[Dataset entries]
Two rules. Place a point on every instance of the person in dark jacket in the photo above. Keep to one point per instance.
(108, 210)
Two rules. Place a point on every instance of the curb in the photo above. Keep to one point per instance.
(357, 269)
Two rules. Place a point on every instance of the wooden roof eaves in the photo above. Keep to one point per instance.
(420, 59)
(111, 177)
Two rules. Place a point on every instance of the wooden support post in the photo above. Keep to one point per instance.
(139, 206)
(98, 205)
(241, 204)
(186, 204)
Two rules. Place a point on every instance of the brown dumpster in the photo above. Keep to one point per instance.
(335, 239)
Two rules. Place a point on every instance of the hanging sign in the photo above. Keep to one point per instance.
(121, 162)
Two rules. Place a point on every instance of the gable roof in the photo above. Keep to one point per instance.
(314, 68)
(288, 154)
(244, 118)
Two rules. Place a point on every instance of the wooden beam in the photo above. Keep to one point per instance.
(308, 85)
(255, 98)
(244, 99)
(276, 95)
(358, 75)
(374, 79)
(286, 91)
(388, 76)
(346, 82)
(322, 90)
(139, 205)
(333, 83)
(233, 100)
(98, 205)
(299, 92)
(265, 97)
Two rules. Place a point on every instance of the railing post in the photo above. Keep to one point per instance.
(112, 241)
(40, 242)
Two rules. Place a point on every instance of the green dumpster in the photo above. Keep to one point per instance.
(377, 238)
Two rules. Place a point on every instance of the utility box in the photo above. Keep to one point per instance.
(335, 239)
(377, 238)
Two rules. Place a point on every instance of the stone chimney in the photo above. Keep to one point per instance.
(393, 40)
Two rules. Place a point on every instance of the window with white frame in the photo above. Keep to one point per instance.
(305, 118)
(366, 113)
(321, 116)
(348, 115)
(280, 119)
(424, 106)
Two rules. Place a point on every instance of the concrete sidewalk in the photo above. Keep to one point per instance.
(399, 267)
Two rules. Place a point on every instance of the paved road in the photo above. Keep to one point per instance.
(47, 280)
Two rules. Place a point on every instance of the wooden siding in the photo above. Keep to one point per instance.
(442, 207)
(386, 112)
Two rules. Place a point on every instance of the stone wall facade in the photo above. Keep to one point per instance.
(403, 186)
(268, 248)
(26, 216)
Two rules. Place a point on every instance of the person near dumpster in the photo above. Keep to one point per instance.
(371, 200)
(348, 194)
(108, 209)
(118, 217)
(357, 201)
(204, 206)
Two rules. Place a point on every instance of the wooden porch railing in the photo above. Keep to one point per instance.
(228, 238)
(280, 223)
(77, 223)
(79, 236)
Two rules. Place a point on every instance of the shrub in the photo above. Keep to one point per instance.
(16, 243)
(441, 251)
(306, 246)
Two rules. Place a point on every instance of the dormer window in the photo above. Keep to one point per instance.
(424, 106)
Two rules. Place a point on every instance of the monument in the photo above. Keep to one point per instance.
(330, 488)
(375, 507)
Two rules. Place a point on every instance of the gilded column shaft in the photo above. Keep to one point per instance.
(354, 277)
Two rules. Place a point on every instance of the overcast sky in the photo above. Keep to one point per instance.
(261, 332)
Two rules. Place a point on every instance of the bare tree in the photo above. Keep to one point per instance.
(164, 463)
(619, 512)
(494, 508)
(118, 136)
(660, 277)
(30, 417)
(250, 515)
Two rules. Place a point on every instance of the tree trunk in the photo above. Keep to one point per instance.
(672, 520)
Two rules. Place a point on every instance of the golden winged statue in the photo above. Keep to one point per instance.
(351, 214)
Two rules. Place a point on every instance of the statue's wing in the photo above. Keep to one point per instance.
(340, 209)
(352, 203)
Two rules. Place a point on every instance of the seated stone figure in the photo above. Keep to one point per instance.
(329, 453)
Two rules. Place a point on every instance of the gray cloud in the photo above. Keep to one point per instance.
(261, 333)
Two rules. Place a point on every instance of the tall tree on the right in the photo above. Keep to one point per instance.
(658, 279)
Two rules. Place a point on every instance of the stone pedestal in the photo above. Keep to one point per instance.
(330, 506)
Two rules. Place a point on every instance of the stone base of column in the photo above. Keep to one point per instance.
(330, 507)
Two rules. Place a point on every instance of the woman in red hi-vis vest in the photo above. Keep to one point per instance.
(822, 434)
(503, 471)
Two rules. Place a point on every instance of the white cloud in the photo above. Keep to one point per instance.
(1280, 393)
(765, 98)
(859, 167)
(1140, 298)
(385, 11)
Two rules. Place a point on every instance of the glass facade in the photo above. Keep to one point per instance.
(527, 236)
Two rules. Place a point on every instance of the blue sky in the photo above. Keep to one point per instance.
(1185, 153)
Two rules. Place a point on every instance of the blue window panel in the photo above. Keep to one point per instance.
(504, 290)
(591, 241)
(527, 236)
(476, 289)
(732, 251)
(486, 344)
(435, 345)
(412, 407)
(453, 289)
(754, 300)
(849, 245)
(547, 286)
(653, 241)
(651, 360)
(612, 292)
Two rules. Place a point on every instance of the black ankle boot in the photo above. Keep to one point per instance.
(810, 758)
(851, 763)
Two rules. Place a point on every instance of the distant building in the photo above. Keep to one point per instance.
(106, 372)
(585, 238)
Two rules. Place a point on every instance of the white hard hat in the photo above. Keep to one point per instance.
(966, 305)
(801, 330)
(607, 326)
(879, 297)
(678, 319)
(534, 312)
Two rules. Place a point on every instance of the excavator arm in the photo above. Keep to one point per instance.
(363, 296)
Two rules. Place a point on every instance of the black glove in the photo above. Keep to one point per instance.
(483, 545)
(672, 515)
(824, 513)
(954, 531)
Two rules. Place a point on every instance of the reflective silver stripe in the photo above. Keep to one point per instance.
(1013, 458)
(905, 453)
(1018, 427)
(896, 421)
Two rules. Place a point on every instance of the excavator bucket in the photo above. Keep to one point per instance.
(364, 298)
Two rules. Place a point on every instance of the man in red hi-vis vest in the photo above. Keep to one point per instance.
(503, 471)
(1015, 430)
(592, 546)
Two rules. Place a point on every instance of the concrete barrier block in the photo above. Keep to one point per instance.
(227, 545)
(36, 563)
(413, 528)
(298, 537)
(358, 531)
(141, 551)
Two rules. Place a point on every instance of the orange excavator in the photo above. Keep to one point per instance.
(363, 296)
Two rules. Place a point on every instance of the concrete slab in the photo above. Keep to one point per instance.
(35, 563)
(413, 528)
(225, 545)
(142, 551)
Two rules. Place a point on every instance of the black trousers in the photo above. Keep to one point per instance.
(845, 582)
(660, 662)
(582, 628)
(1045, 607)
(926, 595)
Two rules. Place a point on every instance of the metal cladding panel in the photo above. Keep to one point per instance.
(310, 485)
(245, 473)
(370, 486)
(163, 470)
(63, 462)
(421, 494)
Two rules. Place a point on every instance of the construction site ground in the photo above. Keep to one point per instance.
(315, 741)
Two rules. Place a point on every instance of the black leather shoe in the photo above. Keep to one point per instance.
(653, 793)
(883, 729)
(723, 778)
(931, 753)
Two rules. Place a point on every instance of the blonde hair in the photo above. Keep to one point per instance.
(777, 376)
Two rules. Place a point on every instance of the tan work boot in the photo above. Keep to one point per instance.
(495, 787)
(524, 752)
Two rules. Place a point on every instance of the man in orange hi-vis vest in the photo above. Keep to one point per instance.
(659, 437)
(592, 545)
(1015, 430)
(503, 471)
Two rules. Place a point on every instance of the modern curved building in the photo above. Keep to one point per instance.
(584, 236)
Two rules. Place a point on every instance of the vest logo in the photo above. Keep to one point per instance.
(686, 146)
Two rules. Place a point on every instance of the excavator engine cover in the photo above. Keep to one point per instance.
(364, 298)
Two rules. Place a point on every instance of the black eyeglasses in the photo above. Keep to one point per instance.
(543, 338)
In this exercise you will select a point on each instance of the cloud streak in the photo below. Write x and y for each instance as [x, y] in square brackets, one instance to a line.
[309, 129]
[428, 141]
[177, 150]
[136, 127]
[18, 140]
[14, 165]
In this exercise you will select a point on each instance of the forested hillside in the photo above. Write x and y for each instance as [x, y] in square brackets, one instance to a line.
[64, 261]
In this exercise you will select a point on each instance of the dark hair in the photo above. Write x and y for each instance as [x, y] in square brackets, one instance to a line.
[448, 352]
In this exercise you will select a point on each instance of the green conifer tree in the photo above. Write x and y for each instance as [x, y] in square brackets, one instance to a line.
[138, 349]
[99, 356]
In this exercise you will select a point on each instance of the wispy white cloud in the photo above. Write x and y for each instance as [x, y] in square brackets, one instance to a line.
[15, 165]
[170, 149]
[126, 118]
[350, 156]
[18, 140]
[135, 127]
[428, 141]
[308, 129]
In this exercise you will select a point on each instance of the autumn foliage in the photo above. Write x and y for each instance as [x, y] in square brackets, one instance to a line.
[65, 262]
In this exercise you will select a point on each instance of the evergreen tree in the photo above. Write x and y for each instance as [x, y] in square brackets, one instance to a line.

• THE PROBLEM
Return exactly the lines from the line bearing "of the autumn" to the end of the records, inclusive of both; include no other lines.

• RESPONSE FOR THIS EXERCISE
In this exercise you will select a point on each instance of the autumn foliage in the photo above. Write x and y for each instance as [x, y] in square brackets, one instance to a line.
[65, 262]
In this exercise you will select a point on each instance of the evergreen tree in the photo above. Write x and y for each instance as [x, y] in square brackets, one instance to a line.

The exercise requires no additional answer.